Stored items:
• • • •
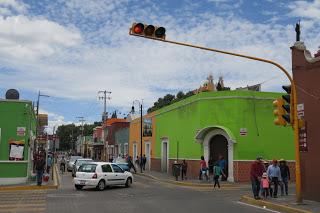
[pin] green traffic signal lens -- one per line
(149, 30)
(160, 32)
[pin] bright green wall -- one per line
(14, 114)
(231, 109)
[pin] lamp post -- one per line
(132, 110)
(139, 31)
(37, 115)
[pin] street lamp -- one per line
(139, 30)
(132, 110)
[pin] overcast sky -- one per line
(71, 49)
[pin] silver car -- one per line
(71, 162)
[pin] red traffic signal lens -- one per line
(138, 28)
(149, 30)
(160, 32)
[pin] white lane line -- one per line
(258, 207)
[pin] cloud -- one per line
(31, 38)
(75, 50)
(305, 9)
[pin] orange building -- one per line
(148, 139)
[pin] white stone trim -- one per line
(10, 181)
(206, 141)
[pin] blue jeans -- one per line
(255, 187)
(39, 177)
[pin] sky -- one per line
(71, 49)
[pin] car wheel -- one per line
(129, 182)
(78, 187)
(101, 185)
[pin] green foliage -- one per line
(68, 134)
(169, 99)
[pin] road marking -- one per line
(257, 207)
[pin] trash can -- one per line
(176, 170)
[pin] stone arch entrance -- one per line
(219, 139)
(218, 146)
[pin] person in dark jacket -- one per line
(40, 167)
(256, 172)
(285, 176)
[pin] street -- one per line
(145, 195)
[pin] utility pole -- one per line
(104, 118)
(81, 119)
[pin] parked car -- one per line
(78, 163)
(100, 175)
(71, 162)
(122, 162)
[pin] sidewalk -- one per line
(284, 203)
(168, 178)
(52, 183)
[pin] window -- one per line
(87, 168)
(117, 169)
(106, 168)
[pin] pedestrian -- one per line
(274, 175)
(203, 169)
(130, 164)
(217, 172)
(265, 185)
(256, 172)
(144, 161)
(40, 167)
(222, 164)
(285, 176)
(49, 164)
(184, 168)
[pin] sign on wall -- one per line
(147, 127)
(243, 132)
(21, 131)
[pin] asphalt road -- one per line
(144, 196)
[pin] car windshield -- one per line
(88, 168)
(80, 162)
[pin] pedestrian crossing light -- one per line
(149, 31)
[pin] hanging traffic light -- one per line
(148, 31)
(279, 112)
(287, 106)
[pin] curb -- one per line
(272, 206)
(55, 184)
(205, 185)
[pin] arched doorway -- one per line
(218, 146)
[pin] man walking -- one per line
(285, 176)
(40, 167)
(274, 175)
(256, 172)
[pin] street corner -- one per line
(272, 206)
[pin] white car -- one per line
(100, 175)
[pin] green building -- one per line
(17, 133)
(237, 125)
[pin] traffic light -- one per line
(148, 31)
(287, 106)
(279, 112)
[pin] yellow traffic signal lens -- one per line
(138, 28)
(160, 32)
(149, 30)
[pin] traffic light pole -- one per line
(294, 94)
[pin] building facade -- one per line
(237, 125)
(306, 75)
(17, 136)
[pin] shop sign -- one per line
(243, 132)
(21, 131)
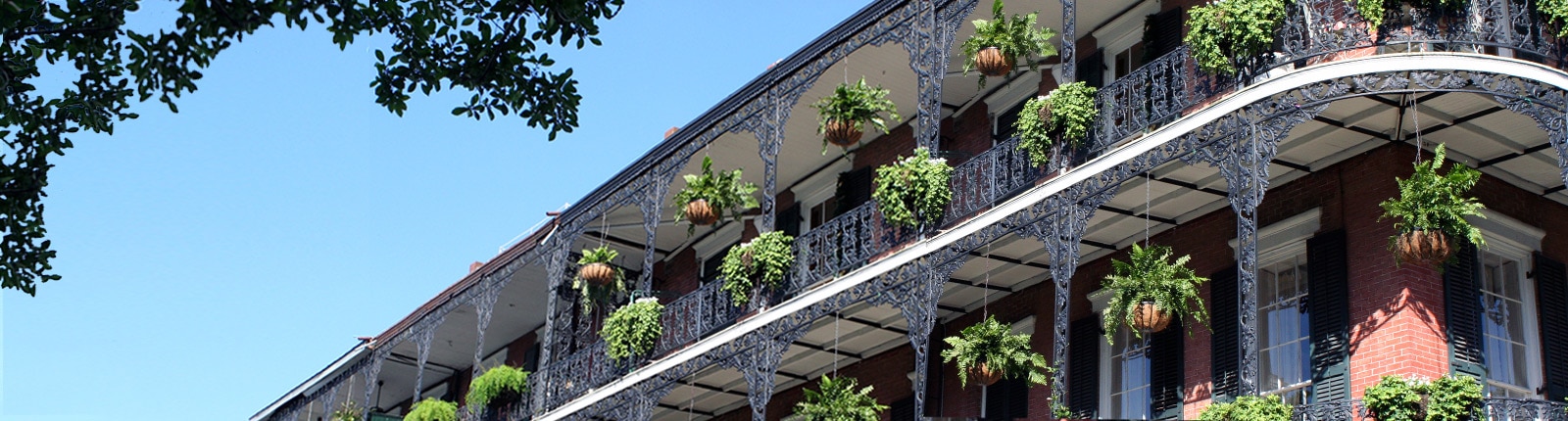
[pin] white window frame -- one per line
(1512, 238)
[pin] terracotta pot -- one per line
(993, 63)
(841, 133)
(984, 374)
(596, 272)
(1424, 248)
(1150, 318)
(702, 213)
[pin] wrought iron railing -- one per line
(1159, 93)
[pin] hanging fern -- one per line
(995, 345)
(595, 295)
(836, 399)
(913, 190)
(1150, 276)
(507, 384)
(634, 329)
(1429, 201)
(767, 257)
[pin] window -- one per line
(1283, 326)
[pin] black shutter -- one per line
(1092, 70)
(855, 188)
(1227, 339)
(1165, 373)
(1329, 311)
(1462, 304)
(788, 221)
(1084, 368)
(1162, 33)
(1551, 295)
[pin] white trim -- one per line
(1094, 167)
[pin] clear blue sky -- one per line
(217, 257)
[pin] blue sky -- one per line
(217, 257)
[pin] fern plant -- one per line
(433, 409)
(725, 191)
(1016, 38)
(857, 104)
(1249, 409)
(1227, 33)
(836, 399)
(632, 329)
(765, 258)
(1429, 201)
(913, 190)
(1150, 276)
(995, 345)
(595, 295)
(498, 386)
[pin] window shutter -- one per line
(1462, 304)
(1551, 295)
(1227, 339)
(1329, 307)
(1165, 373)
(1084, 368)
(1092, 70)
(855, 188)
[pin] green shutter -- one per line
(1227, 339)
(1462, 304)
(1551, 300)
(1329, 303)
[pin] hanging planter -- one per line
(1150, 290)
(708, 196)
(990, 351)
(1001, 42)
(1431, 210)
(849, 109)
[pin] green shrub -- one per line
(772, 257)
(914, 190)
(498, 382)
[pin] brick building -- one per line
(1270, 182)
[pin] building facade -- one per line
(1270, 180)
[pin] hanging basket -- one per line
(993, 63)
(1150, 318)
(600, 274)
(841, 133)
(702, 213)
(984, 374)
(1424, 248)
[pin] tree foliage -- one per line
(485, 47)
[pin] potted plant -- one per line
(1150, 290)
(433, 409)
(1068, 112)
(598, 280)
(1250, 409)
(1223, 34)
(836, 399)
(764, 258)
(632, 329)
(990, 351)
(849, 109)
(1431, 210)
(498, 387)
(1000, 42)
(708, 196)
(913, 190)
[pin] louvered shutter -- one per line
(1462, 304)
(1227, 337)
(1165, 373)
(1329, 303)
(1084, 368)
(1551, 300)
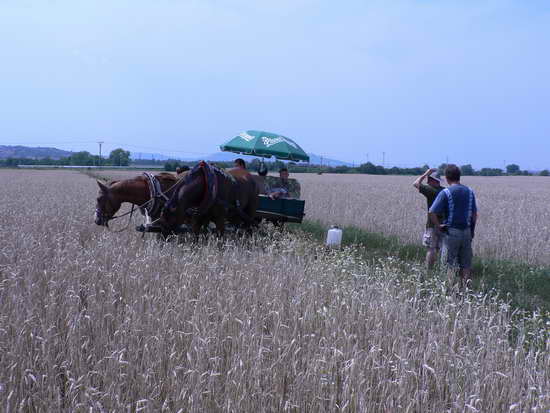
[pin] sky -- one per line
(407, 82)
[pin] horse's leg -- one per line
(196, 225)
(220, 225)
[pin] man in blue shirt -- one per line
(458, 204)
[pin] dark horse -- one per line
(208, 194)
(146, 191)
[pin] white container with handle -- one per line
(334, 237)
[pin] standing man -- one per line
(432, 236)
(458, 204)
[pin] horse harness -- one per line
(154, 206)
(211, 192)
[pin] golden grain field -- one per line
(93, 321)
(514, 217)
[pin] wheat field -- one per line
(514, 218)
(101, 322)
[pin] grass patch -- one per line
(524, 286)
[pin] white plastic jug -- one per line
(334, 237)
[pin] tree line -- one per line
(120, 157)
(117, 157)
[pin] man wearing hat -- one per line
(432, 238)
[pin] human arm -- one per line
(421, 178)
(439, 207)
(473, 220)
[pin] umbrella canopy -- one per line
(265, 144)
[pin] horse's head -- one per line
(184, 202)
(107, 205)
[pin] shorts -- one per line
(457, 248)
(432, 238)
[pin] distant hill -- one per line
(32, 152)
(54, 153)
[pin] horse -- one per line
(145, 191)
(209, 194)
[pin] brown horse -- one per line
(137, 191)
(208, 194)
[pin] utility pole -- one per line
(100, 143)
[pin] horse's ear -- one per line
(104, 188)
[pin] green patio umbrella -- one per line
(265, 144)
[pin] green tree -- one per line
(467, 170)
(83, 158)
(512, 169)
(119, 157)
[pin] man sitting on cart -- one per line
(283, 187)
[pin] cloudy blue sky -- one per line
(419, 80)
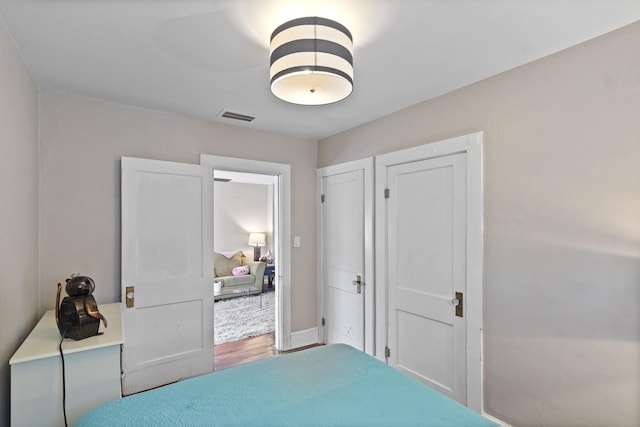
• • • •
__Exercise brief__.
The answer should hold every entry exactly as given and no pictures at all.

__Solution to this task__.
[pin] green traffic signal lens -- one per line
(149, 30)
(160, 32)
[pin] bright green wall -- one per line
(14, 114)
(231, 109)
[pin] lamp post -- one per line
(132, 110)
(139, 31)
(37, 115)
[pin] street lamp -- one per line
(139, 30)
(132, 110)
[pin] overcast sky -- one per line
(71, 49)
[pin] silver car -- one per line
(71, 162)
[pin] red traffic signal lens -- one per line
(138, 28)
(149, 30)
(160, 32)
[pin] white lane line -- one per line
(258, 207)
[pin] cloud -- one per line
(31, 38)
(75, 50)
(305, 9)
[pin] orange building -- one per line
(148, 139)
[pin] white stone trim -- one per line
(10, 181)
(206, 141)
[pin] blue jeans -- one per line
(255, 187)
(39, 177)
[pin] sky -- one per line
(71, 49)
[pin] car wheel -- one per line
(129, 182)
(78, 187)
(101, 185)
[pin] green foliage -- one per line
(68, 134)
(169, 99)
[pin] road marking -- one per line
(257, 207)
[pin] trash can -- one per line
(176, 170)
[pin] stone arch entrance -- one per line
(219, 139)
(218, 146)
[pin] person in dark jacket -- one per line
(40, 167)
(256, 172)
(285, 176)
[pin] street -- one per line
(145, 195)
[pin] utility pole -- one per line
(104, 118)
(81, 119)
[pin] parked car -- one per line
(78, 163)
(100, 175)
(71, 162)
(122, 162)
[pin] sidewalk -- one per line
(284, 203)
(168, 178)
(52, 183)
[pin] window -- one per line
(87, 168)
(117, 169)
(106, 168)
[pin] pedestrian -- one per line
(274, 175)
(203, 169)
(130, 164)
(217, 172)
(265, 185)
(256, 172)
(144, 161)
(40, 167)
(222, 164)
(285, 176)
(49, 164)
(184, 168)
[pin] sign on wall -- one per line
(147, 127)
(243, 132)
(21, 131)
[pin] asphalt road -- one per line
(144, 196)
[pin] car windshield -- one per line
(88, 168)
(80, 162)
[pin] pedestrian crossing light -- one per line
(149, 31)
[pin] hanging traffic light -- one per line
(148, 31)
(279, 112)
(287, 106)
[pin] curb -- one per line
(272, 206)
(55, 184)
(205, 185)
[pin] arched doorway -- one per line
(218, 146)
[pin] man walking -- one per line
(285, 176)
(40, 167)
(274, 175)
(256, 172)
[pin] street corner -- one per line
(272, 206)
[pin] white car -- one per line
(100, 175)
[pin] green building -- one per line
(17, 133)
(237, 125)
[pin] traffic light -- one per line
(148, 31)
(287, 106)
(279, 112)
[pin] yellow traffic signal lens -- one per line
(138, 28)
(160, 32)
(149, 30)
[pin] traffic light pole -- one per line
(294, 94)
[pin] building facade -- one per line
(237, 125)
(306, 75)
(17, 136)
[pin] shop sign -- one per line
(243, 132)
(21, 131)
[pin] white window frame -- one per line
(1512, 238)
[pin] terracotta pot -- one per line
(993, 63)
(841, 133)
(984, 374)
(596, 272)
(1424, 248)
(1150, 318)
(702, 213)
[pin] wrought iron railing -- one per line
(1159, 93)
[pin] hanging fern -- one per line
(995, 345)
(595, 295)
(836, 399)
(913, 190)
(1150, 276)
(507, 384)
(634, 329)
(1429, 201)
(767, 257)
[pin] window -- one per line
(1283, 326)
[pin] black shutter -- one per line
(1092, 70)
(855, 188)
(1227, 339)
(1165, 373)
(1329, 311)
(1462, 304)
(788, 221)
(1084, 368)
(1162, 33)
(1551, 295)
[pin] white trim -- one per line
(1094, 167)
[pin] clear blue sky -- one per line
(217, 257)
[pin] blue sky -- one per line
(217, 257)
[pin] fern plant -- one per line
(433, 409)
(725, 191)
(1016, 38)
(857, 104)
(1249, 409)
(1227, 33)
(836, 399)
(632, 329)
(765, 258)
(1429, 201)
(913, 190)
(1150, 276)
(995, 345)
(595, 295)
(498, 386)
[pin] window shutter -- one per line
(1462, 304)
(1551, 295)
(1227, 339)
(1329, 307)
(1165, 373)
(1084, 368)
(1092, 70)
(855, 188)
[pin] green shutter -- one per line
(1227, 339)
(1462, 304)
(1551, 300)
(1329, 303)
[pin] hanging planter -- one per line
(1150, 290)
(708, 196)
(990, 351)
(1001, 42)
(1431, 210)
(849, 109)
[pin] green shrub -- one per line
(772, 257)
(914, 190)
(498, 382)
[pin] brick building -- one per line
(1270, 182)
[pin] building facade -- one per line
(1270, 180)
[pin] hanging basket -- one per line
(993, 63)
(1150, 318)
(600, 274)
(841, 133)
(702, 213)
(984, 374)
(1424, 248)
[pin] tree foliage -- one per line
(485, 47)
[pin] potted plant -- one per line
(1150, 290)
(433, 409)
(1068, 112)
(598, 280)
(1250, 409)
(1223, 34)
(836, 399)
(764, 258)
(632, 329)
(990, 351)
(849, 109)
(1431, 210)
(498, 387)
(1000, 42)
(708, 196)
(913, 190)
[pin] louvered shutter -- one per line
(1462, 304)
(1227, 337)
(1165, 373)
(1329, 303)
(1084, 368)
(1551, 300)
[pin] sky -- one per line
(407, 82)
[pin] horse's leg -- one per line
(196, 225)
(220, 225)
[pin] man in blue shirt -- one per line
(458, 204)
[pin] dark horse -- one per line
(208, 194)
(146, 191)
[pin] white container with handle -- one per line
(334, 237)
[pin] standing man -- one per line
(432, 236)
(458, 204)
[pin] horse harness -- one per line
(154, 206)
(211, 192)
[pin] golden grain field -- one per line
(93, 321)
(514, 217)
[pin] wheat field -- one per line
(514, 218)
(101, 322)
[pin] grass patch -- one per line
(524, 286)
[pin] white plastic jug -- one per line
(334, 237)
[pin] tree line -- one per line
(120, 157)
(117, 157)
[pin] man wearing hat -- one per line
(432, 238)
[pin] human arm -- one per line
(421, 178)
(439, 207)
(473, 220)
[pin] umbrella canopy -- one per line
(265, 144)
[pin] horse's head -- one per line
(184, 202)
(107, 205)
[pin] shorts -- one per line
(457, 248)
(432, 238)
[pin] distant hill -- one per line
(32, 152)
(54, 153)
[pin] horse -- one per line
(145, 191)
(209, 194)
[pin] brown horse -- one per line
(137, 191)
(208, 194)
[pin] utility pole -- one per line
(100, 143)
[pin] horse's ear -- one per line
(104, 188)
[pin] green patio umbrella -- one per line
(265, 144)
[pin] green tree -- one per line
(467, 170)
(83, 158)
(512, 169)
(119, 157)
[pin] man sitting on cart -- one per line
(283, 187)
[pin] cloudy blue sky -- one per line
(419, 80)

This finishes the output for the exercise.